- HOW TO COMPLETE THIS TASK -
Search the data for the string "clicks" and extract every line where it appears.
[DATASET EXCERPTS — start]
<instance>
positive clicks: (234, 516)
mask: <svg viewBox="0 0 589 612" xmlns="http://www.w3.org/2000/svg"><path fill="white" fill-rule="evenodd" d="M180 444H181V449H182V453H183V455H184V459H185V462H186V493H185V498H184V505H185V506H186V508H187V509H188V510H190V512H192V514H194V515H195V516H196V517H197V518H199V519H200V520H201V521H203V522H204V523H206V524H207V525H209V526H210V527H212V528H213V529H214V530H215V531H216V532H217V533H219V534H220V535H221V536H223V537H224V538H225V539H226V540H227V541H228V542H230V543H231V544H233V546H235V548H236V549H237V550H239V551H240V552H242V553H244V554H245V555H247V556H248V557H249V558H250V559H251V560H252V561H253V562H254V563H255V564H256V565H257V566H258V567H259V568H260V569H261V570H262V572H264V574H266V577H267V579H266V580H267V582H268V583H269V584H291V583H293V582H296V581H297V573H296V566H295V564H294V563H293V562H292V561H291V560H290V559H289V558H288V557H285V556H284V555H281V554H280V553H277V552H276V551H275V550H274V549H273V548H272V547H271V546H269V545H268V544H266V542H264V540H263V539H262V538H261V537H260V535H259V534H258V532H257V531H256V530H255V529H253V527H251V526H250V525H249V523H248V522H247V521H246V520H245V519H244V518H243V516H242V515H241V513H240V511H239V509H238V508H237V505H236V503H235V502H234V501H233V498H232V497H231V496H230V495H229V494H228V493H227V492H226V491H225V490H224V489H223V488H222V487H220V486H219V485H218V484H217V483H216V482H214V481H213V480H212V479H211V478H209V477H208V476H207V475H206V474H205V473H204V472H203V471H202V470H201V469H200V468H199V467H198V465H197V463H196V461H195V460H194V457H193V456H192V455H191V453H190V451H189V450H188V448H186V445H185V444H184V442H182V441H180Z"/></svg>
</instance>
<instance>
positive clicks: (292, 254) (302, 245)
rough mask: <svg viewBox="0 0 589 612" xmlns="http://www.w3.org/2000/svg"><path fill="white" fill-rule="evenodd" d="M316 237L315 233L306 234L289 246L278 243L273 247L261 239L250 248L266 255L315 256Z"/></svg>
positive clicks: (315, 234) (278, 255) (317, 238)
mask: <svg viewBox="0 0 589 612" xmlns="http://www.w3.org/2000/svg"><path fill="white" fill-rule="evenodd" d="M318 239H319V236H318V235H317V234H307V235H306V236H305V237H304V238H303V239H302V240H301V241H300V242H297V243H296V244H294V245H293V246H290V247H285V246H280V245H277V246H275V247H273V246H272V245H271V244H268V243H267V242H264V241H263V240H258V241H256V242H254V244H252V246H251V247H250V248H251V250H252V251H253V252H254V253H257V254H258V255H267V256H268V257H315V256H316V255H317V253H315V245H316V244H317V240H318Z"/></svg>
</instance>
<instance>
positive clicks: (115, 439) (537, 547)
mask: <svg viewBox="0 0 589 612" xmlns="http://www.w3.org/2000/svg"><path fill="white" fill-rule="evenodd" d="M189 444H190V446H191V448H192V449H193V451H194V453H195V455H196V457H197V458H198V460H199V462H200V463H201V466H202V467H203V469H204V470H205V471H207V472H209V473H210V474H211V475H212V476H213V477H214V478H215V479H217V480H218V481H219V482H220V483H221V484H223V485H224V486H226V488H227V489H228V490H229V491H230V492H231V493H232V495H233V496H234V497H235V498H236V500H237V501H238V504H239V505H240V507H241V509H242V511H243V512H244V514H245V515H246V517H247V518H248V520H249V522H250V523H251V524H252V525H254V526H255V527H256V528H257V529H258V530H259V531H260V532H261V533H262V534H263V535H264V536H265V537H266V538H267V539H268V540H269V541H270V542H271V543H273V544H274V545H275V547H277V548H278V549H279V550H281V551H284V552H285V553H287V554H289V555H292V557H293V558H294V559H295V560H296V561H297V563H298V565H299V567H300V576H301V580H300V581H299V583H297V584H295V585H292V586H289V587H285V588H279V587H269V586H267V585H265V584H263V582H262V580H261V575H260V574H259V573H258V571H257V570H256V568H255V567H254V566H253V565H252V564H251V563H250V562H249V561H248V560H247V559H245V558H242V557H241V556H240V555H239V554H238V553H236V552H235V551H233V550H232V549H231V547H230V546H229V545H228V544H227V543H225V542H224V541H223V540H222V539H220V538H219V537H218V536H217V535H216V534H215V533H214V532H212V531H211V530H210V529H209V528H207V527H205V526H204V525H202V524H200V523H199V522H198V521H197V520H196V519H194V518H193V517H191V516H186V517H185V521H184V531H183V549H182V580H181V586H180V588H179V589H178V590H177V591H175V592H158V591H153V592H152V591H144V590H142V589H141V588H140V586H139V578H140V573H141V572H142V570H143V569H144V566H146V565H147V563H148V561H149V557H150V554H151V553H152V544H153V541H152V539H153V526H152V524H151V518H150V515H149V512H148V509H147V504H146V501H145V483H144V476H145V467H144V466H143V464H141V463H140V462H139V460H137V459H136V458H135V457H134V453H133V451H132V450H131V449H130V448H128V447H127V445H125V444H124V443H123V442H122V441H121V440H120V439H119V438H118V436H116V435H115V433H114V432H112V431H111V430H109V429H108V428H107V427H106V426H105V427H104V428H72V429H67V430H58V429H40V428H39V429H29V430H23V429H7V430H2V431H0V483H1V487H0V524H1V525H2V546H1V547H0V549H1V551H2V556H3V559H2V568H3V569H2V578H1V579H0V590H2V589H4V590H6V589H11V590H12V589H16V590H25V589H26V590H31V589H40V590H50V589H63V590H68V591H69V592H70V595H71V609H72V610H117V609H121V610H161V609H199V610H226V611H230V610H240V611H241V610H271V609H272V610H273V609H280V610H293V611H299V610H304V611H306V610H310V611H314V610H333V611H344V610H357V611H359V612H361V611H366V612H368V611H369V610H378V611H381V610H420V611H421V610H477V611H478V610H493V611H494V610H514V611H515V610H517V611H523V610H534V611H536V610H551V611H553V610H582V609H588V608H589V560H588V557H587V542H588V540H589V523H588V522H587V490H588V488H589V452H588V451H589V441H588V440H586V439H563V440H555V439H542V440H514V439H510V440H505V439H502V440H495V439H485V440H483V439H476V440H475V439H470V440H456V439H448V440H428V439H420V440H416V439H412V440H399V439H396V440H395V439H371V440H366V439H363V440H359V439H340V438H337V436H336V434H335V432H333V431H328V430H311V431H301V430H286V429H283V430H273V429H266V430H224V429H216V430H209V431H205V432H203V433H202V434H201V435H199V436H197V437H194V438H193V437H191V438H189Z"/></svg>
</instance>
[DATASET EXCERPTS — finish]
- ANSWER SPACE -
positive clicks: (234, 516)
positive clicks: (292, 254) (302, 245)
positive clicks: (315, 234) (278, 255) (317, 238)
positive clicks: (115, 439) (537, 547)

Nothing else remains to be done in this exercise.